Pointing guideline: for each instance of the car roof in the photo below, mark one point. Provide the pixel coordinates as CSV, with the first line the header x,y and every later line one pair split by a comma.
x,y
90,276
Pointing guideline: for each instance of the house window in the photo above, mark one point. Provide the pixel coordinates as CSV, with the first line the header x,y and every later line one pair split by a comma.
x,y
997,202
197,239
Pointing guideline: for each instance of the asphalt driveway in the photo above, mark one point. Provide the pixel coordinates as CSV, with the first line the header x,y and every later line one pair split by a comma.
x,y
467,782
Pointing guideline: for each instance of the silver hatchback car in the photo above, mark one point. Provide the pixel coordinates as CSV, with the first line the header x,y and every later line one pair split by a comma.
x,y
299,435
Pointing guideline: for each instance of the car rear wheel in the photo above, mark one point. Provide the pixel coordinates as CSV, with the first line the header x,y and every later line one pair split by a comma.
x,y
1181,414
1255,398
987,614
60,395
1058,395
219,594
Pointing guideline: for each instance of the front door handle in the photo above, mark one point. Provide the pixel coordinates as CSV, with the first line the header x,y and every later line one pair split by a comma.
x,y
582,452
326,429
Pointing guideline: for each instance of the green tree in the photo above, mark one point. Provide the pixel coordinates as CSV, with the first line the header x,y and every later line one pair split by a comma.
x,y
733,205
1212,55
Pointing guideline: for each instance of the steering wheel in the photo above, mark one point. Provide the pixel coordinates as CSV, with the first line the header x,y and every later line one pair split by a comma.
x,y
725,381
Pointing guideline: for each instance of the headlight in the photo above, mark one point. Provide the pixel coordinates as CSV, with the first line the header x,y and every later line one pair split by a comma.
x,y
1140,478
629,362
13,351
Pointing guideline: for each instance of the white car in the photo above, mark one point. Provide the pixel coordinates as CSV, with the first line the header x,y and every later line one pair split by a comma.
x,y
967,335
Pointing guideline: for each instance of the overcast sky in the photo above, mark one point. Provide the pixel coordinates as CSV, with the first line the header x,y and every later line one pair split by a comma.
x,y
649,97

============

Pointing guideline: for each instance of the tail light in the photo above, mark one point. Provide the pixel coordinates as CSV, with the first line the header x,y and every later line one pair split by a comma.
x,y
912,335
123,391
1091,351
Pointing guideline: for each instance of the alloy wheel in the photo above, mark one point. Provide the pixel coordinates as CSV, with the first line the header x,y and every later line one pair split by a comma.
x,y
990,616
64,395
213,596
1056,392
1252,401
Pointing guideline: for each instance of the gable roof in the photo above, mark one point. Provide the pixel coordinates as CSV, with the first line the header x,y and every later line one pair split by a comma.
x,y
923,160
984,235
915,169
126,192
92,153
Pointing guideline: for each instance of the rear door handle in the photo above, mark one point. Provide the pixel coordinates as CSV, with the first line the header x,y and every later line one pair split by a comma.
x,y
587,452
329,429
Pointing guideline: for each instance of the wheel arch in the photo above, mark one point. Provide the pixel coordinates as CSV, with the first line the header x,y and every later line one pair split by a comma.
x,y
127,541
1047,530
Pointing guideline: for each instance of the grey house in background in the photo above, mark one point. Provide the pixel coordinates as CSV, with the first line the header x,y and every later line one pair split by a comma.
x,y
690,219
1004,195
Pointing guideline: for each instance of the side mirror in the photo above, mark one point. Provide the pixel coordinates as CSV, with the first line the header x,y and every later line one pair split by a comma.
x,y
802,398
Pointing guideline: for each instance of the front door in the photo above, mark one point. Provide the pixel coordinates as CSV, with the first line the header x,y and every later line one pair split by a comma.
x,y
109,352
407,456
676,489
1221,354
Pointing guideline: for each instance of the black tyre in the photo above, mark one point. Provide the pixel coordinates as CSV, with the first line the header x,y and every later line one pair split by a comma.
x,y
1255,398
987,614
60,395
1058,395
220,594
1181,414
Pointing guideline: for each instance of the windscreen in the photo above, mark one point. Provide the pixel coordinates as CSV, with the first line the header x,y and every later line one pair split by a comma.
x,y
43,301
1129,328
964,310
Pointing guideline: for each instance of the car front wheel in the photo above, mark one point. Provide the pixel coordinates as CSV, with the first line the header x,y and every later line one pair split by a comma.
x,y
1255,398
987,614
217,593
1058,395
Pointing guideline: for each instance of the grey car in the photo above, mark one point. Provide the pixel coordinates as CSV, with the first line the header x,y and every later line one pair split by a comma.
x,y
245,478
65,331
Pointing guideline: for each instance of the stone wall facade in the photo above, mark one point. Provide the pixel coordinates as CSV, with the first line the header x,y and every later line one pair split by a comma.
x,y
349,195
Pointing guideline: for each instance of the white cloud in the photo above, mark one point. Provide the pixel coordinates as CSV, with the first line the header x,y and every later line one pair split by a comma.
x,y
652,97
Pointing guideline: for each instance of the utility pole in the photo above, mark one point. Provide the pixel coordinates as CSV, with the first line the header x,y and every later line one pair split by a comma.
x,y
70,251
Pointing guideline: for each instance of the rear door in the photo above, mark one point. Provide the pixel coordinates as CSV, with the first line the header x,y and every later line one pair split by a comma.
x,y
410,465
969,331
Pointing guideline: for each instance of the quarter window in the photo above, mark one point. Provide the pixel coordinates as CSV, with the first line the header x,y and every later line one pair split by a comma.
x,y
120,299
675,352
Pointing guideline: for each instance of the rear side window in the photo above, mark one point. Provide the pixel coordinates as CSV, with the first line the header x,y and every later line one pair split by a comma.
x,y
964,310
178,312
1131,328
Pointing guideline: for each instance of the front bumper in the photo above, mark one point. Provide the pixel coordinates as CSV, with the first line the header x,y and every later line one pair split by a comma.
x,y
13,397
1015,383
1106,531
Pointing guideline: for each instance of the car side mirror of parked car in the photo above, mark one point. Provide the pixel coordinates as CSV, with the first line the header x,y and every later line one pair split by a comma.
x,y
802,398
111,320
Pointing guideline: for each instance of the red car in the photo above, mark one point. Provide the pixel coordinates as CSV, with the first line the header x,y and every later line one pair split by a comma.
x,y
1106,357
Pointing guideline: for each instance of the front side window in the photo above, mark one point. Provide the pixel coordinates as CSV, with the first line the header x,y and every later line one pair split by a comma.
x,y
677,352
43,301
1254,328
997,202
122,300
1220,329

============

> WHAT IS BEING ASKED: Show each line of the records that contains the word "roof", copying the full line. Case counts.

> EXPECTED ANSWER:
Pointing guideline: for each instance of the car roof in the photo below, mark one point. Provide the pixel coordinates as CSV, with the first line the header x,y and every later line one pair split by a comma.
Pointing guideline: for each instance of the gable roof in the photo above, mark one point. Provide the pixel coordinates as CSV, with the first line the header x,y and every later line one pair split by a comma.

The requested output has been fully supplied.